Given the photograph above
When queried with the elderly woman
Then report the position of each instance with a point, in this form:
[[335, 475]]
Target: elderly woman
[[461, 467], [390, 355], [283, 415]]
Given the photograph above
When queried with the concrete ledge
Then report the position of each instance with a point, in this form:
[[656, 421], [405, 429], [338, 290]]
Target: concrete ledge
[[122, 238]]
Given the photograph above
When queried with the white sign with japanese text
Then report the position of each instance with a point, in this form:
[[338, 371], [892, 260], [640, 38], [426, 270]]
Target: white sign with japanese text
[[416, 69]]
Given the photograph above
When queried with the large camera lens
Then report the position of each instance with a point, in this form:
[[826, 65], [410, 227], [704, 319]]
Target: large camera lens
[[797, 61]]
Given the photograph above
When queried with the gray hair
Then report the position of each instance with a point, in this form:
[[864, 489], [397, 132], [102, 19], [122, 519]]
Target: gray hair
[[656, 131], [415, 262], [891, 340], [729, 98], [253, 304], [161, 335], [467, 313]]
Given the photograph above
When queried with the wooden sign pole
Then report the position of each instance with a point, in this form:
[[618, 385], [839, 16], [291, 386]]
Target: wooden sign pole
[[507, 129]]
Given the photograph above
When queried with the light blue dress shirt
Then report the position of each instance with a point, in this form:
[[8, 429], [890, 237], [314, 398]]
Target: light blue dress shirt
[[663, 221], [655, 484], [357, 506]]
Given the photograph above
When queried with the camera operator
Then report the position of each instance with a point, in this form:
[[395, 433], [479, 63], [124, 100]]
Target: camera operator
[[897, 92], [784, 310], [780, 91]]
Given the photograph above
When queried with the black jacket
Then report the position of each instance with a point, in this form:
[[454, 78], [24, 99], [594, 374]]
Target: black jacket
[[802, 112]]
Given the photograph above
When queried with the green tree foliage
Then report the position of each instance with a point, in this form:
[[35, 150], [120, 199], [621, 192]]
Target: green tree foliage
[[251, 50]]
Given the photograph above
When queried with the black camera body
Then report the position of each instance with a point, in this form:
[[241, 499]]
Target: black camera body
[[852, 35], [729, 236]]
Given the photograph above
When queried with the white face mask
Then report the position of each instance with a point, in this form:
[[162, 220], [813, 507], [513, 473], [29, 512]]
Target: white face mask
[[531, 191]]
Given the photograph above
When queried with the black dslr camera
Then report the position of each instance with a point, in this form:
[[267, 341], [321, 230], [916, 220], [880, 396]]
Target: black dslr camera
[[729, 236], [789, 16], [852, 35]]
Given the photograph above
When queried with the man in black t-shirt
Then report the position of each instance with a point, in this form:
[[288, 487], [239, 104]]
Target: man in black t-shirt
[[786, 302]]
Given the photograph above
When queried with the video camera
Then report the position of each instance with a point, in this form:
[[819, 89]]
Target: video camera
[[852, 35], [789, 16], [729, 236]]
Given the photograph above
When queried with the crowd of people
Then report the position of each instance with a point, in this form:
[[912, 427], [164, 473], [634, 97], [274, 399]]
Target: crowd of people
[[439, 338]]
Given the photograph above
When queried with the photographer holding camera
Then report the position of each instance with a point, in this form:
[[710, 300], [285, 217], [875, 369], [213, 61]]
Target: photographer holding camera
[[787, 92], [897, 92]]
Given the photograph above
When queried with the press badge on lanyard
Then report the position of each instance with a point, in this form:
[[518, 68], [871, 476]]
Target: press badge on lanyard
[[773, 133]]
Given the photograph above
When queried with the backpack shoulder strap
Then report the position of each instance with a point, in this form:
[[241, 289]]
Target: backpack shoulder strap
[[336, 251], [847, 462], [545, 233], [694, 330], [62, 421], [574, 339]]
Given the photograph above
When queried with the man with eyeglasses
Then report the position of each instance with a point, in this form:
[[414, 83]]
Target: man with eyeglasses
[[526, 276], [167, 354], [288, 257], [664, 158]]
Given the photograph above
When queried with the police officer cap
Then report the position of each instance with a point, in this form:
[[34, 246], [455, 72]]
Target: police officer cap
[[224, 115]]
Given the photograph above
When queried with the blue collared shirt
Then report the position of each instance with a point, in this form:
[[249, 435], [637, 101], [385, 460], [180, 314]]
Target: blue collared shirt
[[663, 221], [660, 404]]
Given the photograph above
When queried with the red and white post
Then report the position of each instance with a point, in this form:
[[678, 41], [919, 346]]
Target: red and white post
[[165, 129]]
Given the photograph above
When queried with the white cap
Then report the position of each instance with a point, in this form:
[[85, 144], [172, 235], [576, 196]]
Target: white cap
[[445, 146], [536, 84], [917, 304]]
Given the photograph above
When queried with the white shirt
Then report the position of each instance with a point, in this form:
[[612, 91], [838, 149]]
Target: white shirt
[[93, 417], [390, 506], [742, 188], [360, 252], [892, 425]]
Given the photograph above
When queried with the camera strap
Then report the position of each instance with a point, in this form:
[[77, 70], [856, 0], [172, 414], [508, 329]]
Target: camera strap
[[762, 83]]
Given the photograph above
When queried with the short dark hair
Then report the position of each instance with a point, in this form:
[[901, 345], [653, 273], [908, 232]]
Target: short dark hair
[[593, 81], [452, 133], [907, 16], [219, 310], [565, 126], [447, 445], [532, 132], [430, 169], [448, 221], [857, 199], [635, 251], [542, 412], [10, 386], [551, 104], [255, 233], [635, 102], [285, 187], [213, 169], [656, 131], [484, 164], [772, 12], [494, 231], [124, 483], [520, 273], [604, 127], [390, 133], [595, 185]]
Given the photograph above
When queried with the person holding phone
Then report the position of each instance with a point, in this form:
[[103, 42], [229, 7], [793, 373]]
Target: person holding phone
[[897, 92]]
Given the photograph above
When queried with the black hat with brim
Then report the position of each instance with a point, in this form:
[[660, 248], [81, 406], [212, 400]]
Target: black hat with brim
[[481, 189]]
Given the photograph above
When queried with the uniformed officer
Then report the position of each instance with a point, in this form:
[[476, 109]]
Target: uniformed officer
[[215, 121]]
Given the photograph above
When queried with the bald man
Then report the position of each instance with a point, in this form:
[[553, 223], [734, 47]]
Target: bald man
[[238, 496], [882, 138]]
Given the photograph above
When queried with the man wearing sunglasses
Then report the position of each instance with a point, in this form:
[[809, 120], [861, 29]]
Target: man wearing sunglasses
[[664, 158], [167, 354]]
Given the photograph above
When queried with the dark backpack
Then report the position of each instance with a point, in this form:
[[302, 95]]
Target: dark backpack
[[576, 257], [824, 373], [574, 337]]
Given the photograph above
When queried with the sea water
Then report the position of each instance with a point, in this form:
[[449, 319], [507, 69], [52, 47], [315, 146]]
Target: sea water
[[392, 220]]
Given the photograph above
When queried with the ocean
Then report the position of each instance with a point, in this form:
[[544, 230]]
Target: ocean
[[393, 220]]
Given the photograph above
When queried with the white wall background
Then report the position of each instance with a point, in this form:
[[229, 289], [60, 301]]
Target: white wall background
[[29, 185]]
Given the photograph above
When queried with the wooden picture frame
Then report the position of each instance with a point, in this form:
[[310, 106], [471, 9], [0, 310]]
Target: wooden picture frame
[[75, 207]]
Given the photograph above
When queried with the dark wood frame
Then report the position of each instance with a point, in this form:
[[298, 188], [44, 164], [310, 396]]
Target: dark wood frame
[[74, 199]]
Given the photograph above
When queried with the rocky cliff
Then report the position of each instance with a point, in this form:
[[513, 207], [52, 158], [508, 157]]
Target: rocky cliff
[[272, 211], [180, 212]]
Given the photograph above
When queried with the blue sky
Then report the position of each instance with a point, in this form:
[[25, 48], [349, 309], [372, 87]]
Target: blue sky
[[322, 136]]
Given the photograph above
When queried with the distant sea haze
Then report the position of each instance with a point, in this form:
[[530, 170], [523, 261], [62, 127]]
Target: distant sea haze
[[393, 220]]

Activity: Nothing but an exact copy of the lines from the start of the entries through the line containing "When queried with the black jacket" belongs in the response.

Reply:
Given the photograph above
When queried with the elderly woman
Then report the position of each instance with a point, in this form:
[[335, 475]]
Target: elderly woman
[[461, 467], [390, 355], [283, 415]]
Given the photograph above
When queried with the concrete ledge
Then report the position of each instance with a point, in this form:
[[656, 421], [405, 429], [338, 290]]
Target: concrete ledge
[[122, 238]]
Given the photograph above
When queried with the white sign with japanese text
Then report the position of each instance with a point, in this form:
[[338, 371], [892, 260], [640, 38], [426, 270]]
Target: white sign with japanese text
[[416, 69]]
Given the photograph above
When queried with the large camera lens
Then report the position of each instance with a point, in this form:
[[826, 65], [410, 227], [704, 319]]
Target: large camera lens
[[797, 61]]
Given the photograph above
When queried with the gray hair
Then report the position of each instance with a point, in this form:
[[864, 489], [397, 132], [102, 19], [122, 519]]
Target: gray hair
[[656, 131], [415, 262], [891, 340], [729, 98], [253, 304], [161, 335], [467, 313]]
Given the photograph above
When queried with the wooden sign pole
Then report the position of each instance with a point, in this form:
[[618, 385], [839, 16], [291, 386]]
Target: wooden sign pole
[[507, 129]]
Given the photograph above
When queried with the light blue dress shirt
Then report the position of each instance with a point, in this form:
[[8, 429], [890, 237], [314, 398]]
Target: light blue dress shirt
[[663, 221], [655, 484], [357, 506]]
Given the photograph above
When queried with the camera operator
Then report the position of each instance with a point, in this form:
[[395, 433], [479, 63], [124, 100]]
Target: camera operator
[[897, 92], [784, 310], [780, 91]]
Given the photograph above
When queried with the black jacket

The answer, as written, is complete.